### Text to read:
'''

Tina Bellon and C Nivedita
·2 mins read
FILE PHOTO: Tesla Model S drives during electric car E-Rallye Baltica 2019 in Latvia
FILE PHOTO: Tesla Model S drives during electric car E-Rallye Baltica 2019 in Latvia

By Tina Bellon and C Nivedita

(Reuters) - U.S. electric vehicle maker Tesla Inc <TSLA.O> cut the price of its Model S "Long Range" sedan in the United States to $69,420, its website showed, following a tweet https://bit.ly/2H0JCP0 flagging the cut earlier on Wednesday from Chief Executive Elon Musk.

The cut is Tesla's second this week for the high-end sedan, following a 4% cut to $71,990 on Tuesday.

Tesla shares closed 3.3% higher at $461.30 on Wednesday and were little changed in after-hours trade.

The company also on Tuesday reduced by 3% the price of its Model S in China, where it had previously cut the starting price of its Model 3 sedan.

The starting price for Model S is now a thousand times that of a pair of red satin shorts that Tesla started selling in July for "$69.420" to poke fun at the company's naysayers.

Tesla introduced its Model S in 2012, but in recent years the car has faced competition from the automaker's less expensive, mass-market Model 3 sedan, launched in 2017, which currently starts at $37,990. The Model S makes up only around 5% of Tesla's unit volume, said a Credit Suisse analyst in a client note on Wednesday.

The analyst said the Model S price reduction was likely in response to price cuts by electric vehicle startup Lucid Motors, which sells its luxury sedan Air model at a starting price of $69,900. That includes a $7,500 U.S. government electric vehicle tax credit, for which Tesla vehicles are no longer eligible.

The price cuts also come as competition in the electric vehicle market - long dominated by Tesla - heats up, with several automakers launching new electric vehicles next year.

Germany's Daimler AG <DAIGn.DE> is scheduled to release an electric version of its Mercedes-Benz S-class luxury sedan, the EQS, next year. Analysts expect the EQS to be significantly more expensive than the Model S, however, with the latest version of the gasoline-powered S-class retailing at more than 100,000 euros ($117,500).

'''

### Dataset section:
'''

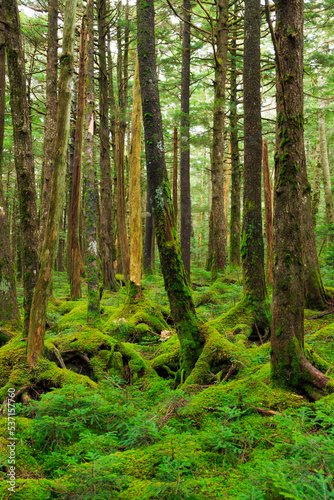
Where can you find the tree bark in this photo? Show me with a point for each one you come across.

'''

### Jobs:
**a.** In what year did Tesla introduce the Model S, according to the Tesla price article?
**b.** Reproduce the stretch of the Tesla price article from "The analyst said" through "vehicles next year.".

### The replies:
**a.** 2012

**b.**
The analyst said the Model S price reduction was likely in response to price cuts by electric vehicle startup Lucid Motors, which sells its luxury sedan Air model at a starting price of $69,900. That includes a $7,500 U.S. government electric vehicle tax credit, for which Tesla vehicles are no longer eligible.

The price cuts also come as competition in the electric vehicle market - long dominated by Tesla - heats up, with several automakers launching new electric vehicles next year.